%%
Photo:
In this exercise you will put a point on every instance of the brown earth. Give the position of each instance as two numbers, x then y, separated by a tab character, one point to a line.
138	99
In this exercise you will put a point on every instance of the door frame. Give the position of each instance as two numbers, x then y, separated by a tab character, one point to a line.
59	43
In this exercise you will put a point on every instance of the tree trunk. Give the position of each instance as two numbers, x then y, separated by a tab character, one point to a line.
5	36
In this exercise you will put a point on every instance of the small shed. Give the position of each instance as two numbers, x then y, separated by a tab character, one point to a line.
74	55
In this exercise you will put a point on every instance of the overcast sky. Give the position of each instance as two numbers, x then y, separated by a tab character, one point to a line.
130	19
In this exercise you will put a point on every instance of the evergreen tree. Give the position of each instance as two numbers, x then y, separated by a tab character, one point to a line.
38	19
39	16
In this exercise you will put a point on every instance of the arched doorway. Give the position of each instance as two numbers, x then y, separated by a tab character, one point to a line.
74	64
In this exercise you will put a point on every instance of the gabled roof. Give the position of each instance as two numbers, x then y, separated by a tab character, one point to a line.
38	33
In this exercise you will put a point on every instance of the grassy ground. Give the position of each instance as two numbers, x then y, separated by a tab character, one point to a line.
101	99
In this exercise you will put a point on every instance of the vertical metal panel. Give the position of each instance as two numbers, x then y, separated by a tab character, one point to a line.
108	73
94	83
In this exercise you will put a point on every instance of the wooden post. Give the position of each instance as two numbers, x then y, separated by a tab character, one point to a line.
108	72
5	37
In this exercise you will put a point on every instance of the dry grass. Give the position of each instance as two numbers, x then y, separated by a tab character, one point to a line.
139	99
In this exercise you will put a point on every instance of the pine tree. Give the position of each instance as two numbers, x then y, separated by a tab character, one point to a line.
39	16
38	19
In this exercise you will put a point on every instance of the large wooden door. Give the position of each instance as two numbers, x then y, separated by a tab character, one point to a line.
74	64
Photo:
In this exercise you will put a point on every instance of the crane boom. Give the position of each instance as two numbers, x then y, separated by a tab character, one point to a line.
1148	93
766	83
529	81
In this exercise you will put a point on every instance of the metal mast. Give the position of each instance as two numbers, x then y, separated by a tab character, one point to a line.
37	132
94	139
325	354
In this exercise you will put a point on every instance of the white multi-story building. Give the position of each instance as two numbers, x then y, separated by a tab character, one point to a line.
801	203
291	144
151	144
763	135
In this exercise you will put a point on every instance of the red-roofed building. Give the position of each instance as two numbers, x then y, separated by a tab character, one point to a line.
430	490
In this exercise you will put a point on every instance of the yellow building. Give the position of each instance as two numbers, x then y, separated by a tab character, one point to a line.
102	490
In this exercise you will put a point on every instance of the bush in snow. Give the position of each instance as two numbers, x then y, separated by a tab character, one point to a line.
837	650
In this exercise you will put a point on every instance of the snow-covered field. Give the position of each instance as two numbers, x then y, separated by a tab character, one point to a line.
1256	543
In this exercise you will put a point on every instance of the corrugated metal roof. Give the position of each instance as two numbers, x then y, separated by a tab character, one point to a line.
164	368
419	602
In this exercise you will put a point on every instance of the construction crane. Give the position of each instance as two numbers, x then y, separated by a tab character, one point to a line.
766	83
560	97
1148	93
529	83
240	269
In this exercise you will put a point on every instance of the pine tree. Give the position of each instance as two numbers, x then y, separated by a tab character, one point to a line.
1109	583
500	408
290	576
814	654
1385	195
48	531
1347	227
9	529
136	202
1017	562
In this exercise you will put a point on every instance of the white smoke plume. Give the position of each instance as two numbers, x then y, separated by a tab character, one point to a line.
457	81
%%
• _Task_:
Write out all the lines again, exactly as they are.

• _Final result_:
Photo:
In this exercise you will put a point on every instance of the brown earth. Give the position of each instance as two numbers, x then y, separated by a tab character, one point to a line.
138	99
In this exercise you will put a point on every instance of the door frame. Give the position of each instance as two numbers, x then y, separated by a tab character, one point to a line.
59	43
In this exercise you will put a point on every instance of the tree trunk. Give the position of each instance as two numbers, x then y, separated by a tab character, one point to a line.
5	36
In this exercise you will put a point on every instance of the small shed. Give the position of each instance as two numbers, x then y, separated by a tab character, one point to a line.
74	55
In this exercise you will put a point on every instance of the overcast sky. Give the position of each instance as two numbers, x then y, separated by a tab character, one point to a line.
130	19
In this exercise you will put a point on every instance of the evergreen tree. Give the position of each instance as two numbers, x then y, separated by a tab character, one point to a line.
38	19
39	16
In this exercise you will put a point on every instance of the arched doorway. Give the position of each instance as two numbers, x then y, separated by a tab character, one point to a line.
74	64
In this exercise you will put a point on every instance of the gabled roof. Give the position of each instance as two numbers, x then y, separated by a tab character, one point to a line.
38	33
In this exercise you will put a point on every instance of the grassy ground. Give the position of each instance as two numbers, x then y, separated by a tab character, one point to a line.
101	99
In this exercise you will put a point on every instance of the vertical metal panel. Give the position of each instance as two numbers, x then y, separated by a tab character, one point to a line.
108	73
94	83
In this exercise you will put a point on every instance of the wooden post. Give the position of each instance as two numbers, x then y, separated by a tab character, one point to a line.
108	72
5	37
In this exercise you will put a point on every instance of the dry grass. Give the position of each instance as two numbers, x then y, separated by a tab character, one point to a line.
139	99
In this exercise you will put a point on every instance of the pine tree. Give the position of each instance as two numbers, x then y, separated by a tab character, one point to a line.
39	16
38	19
In this exercise you will put a point on every instance of the large wooden door. Give the position of each instance as two numbers, x then y, separated by a tab character, one point to a line.
74	64
Photo:
In this exercise you will put a point on every instance of the crane boom. Give the position of each instance as two numbers, x then y, separated by a tab character, one point to a line.
1148	93
766	83
529	81
In this exercise you will put a point on every instance of the metal mast. Give the position of each instance as two numbers, x then y, separated by a tab character, one point to a line.
37	132
94	139
325	354
In this exercise you will put a point on every instance of the white multi-story building. Give the position of each instance as two numbers, x then y, separated by a tab character, one point to a line.
801	203
291	144
151	144
763	135
In this exercise you will put a point on every instance of the red-roofed building. Give the position of each instance as two numbers, x then y, separated by a tab character, one point to a line.
430	490
In this exercise you will put a point on every instance of the yellow building. Give the position of each instance as two numbers, x then y, separated by a tab character, one point to a line.
102	490
In this exercise you will put a point on every instance of the bush in snow. Give the position of each instance as two numbers, x then y, separated by a tab character, one point to a line.
837	650
In this exercise you will put a point on every instance of the snow-covered field. Give the position of each instance as two numbers, x then y, separated by a tab character, one point to a line.
1256	543
In this exercise you will put a point on every instance of the corrugated metal roof. Give the position of each instance as two numbers, x then y, separated by a tab character, one point to a line.
164	368
419	602
In this exercise you will put a point on every instance of the construction crane. Give the position of each instance as two numbers, x then y, separated by a tab character, one point to a line.
766	83
560	97
1148	93
529	83
240	269
In this exercise you will put a point on every instance of the pine tree. Give the position of each instance as two numbers, x then y, separated by a tab character, one point to a line.
1109	583
500	408
290	576
814	654
1385	195
48	531
1347	227
9	529
136	202
1017	562
In this exercise you will put a point on every instance of the white smoke plume. Give the position of each instance as two numbers, x then y, separated by a tab character, one point to a line.
457	81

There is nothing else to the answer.